## Excerpt provided
%%
Unmanaged VC++ Application's memory consumption on windows server - windows

OK, so I have a very large multi-threaded unmanaged c++ application (server) that runs on a windows 2003 server. It hosts sessions for 20-50 concurrent users doing all sorts of business logic... At times it can be using a very large amount of memory due to things like object/session caching due to users having large numbers of windows open in the clients (each window has a separate server 'session'.
We routinely see consumption of more than 5-600 MB physical memory and 5-600 MB of virtual memory. Once it gets to this point we seem to start having 'out of memory' errors.
Now I know that Windows will start page-faulting when it feels it needs to free up physical memory, and also that win32 applications normally are only able to allocate up to a maximum of 4GB worth of memory, really only with 2GB of that available for actual use by the application for 'user-mode' address space, and even less of that after other libraries are loaded... I'm not sure if the 'user-mode' memory usage is what is reported on the Task Manager...
So anyway my real question is:
How can I find out how much user-mode memory my application has access to, and how much has been used at any given time (preferably from outside of the application, i.e. some windows management tool)?
[edit] After looking at the Process Explorer and the website, it looks like the value 'Virtual Size' is the value of how much memory the application has access to.

Sounds like a case for Process Explorer, a free utility from Microsoft SysInternals:
(source: microsoft.com)
Description:
Ever wondered which program has a
particular file or directory open? Now
you can find out. Process Explorer
shows you information about which
handles and DLLs processes have opened
or loaded.
%%
## Information given
%%
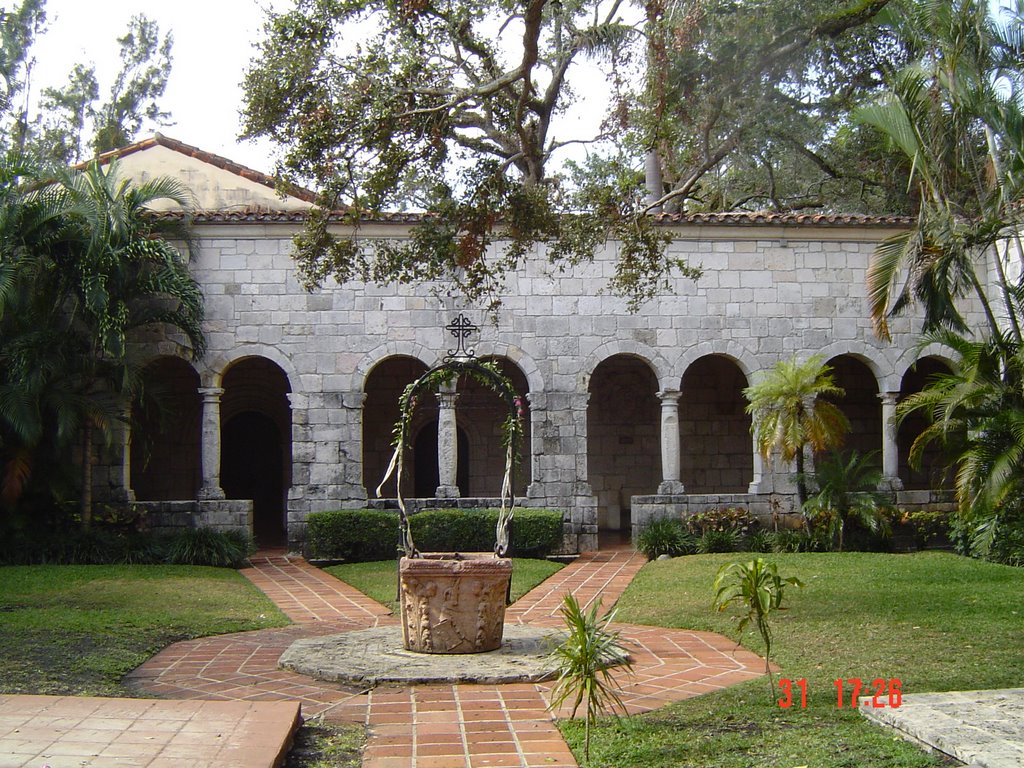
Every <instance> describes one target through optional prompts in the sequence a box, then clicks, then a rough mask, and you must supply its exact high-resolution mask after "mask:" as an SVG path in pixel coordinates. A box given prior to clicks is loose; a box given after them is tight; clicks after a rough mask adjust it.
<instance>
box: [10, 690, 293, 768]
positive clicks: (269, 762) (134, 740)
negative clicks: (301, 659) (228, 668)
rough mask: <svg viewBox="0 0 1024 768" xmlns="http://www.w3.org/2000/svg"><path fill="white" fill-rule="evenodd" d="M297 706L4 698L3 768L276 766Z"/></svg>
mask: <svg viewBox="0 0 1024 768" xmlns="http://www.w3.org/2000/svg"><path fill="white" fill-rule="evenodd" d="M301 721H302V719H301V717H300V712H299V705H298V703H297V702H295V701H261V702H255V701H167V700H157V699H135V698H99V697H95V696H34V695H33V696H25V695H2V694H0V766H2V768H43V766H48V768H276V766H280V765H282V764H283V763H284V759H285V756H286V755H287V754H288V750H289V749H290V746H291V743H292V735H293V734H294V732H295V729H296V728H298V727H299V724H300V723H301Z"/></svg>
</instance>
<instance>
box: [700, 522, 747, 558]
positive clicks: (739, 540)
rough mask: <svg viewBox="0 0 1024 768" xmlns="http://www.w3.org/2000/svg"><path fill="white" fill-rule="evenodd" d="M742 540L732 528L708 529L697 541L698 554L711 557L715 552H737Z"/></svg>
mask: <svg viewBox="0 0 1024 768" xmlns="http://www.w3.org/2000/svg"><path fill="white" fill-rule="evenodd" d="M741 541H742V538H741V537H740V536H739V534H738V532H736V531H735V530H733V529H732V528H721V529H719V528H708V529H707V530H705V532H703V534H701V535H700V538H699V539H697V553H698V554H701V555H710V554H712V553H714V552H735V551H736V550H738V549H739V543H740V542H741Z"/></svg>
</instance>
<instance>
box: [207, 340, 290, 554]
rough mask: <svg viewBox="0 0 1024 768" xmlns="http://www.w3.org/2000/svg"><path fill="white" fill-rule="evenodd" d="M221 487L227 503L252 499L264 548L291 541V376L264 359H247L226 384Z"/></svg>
%%
## Required work
1. Print the memory consumption thread from "[edit] After looking" to "(source: microsoft.com)".
2. In the memory consumption thread, which Process Explorer value does the edit identify as showing how much memory the application has access to?

## Solutions per task
1.
[edit] After looking at the Process Explorer and the website, it looks like the value 'Virtual Size' is the value of how much memory the application has access to.

Sounds like a case for Process Explorer, a free utility from Microsoft SysInternals:
(source: microsoft.com)

2. The value 'Virtual Size'.